-- Problème à résoudre --
Traduisez en anglais la phrase suivante du texte sur les enfants de djihadistes français détenus en Syrie : « Le député UDI de Lozère appelle la France à «prendre les mesures qu’impose la situation de ces enfants». »

··· Bloc de texte ···

Les enfants d’abord
La pression politique s’intensifie sur l’Elysée pour rapatrier les filles et fils de djihadistes français détenus en Syrie.
Une course contre la montre. Privilégié depuis 2017 par l’Elysée, le rapatriement au « cas par cas » des enfants de djihadistes français détenus dans les camps du Kurdistan syrien peut-il perdurer? Pour les familles des 80 femmes parties rejoindre Daesh et des 200 mineurs retenus au camp de Roj, la France peut encore changer de doctrine. Conscients de l’impopularité d’un rapatriement collectif de ces enfants à quelques mois de la campagne pour l’élection présidentielle, avocats, ONG et parlementaires accentuent la pression pour faire bouger la ligne de l’exécutif. Au-delà du sort des femmes djihadistes, la situation de ces petits Français – dont les deux tiers ont moins de 6 ans – suscite inquiétudes et incompréhensions. Le 10 février, deux élus, Pierre Morel-AL’Huissier (UDI) et Pierre Laurent (PCF), ont interpellé les parlementaires par courrier. Le député UDI de Lozère appelle la France à «prendre les mesures qu’impose la situation de ces enfants». Contacté par 20 Minutes, Pierre MorelA-L’Huissier ajoute qu’il compte déposer «une proposition de résolution dans les prochaines semaines en mettant en cause la responsabilité de la France».

··· Données fournies ···

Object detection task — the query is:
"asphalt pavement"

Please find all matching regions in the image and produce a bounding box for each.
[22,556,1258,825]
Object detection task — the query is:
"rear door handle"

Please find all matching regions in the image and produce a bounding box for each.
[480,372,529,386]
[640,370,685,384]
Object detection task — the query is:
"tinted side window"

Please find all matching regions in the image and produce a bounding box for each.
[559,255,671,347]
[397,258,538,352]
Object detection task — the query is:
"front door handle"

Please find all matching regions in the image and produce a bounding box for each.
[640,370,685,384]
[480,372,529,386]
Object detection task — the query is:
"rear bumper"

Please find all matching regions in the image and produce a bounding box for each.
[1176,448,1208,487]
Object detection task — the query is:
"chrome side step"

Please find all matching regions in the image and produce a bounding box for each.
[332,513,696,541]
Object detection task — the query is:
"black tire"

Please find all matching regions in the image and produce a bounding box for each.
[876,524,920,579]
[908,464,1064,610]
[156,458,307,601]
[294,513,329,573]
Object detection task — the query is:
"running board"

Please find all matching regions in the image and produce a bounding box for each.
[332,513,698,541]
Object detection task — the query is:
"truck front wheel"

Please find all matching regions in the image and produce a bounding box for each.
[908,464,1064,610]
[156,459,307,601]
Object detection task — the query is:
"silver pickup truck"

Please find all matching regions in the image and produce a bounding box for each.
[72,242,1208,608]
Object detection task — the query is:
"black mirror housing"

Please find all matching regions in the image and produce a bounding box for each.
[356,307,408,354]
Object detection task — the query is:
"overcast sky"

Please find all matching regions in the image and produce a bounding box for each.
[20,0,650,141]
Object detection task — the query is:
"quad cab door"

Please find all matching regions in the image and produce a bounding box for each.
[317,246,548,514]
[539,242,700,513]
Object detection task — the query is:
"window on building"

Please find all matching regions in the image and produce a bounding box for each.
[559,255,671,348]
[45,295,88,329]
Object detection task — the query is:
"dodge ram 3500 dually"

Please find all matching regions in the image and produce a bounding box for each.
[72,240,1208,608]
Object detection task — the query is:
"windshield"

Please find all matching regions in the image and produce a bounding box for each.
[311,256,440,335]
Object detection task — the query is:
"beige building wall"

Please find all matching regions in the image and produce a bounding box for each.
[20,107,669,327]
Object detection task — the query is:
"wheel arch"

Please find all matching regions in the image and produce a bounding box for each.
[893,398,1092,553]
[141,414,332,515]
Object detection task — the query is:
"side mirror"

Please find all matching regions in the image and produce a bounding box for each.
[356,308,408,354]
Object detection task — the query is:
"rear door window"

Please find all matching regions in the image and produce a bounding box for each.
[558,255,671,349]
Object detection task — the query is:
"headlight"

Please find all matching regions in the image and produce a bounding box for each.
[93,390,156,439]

···

-- Réponse --
The UDI deputy for Lozère calls on France to "take the measures that the situation of these children requires."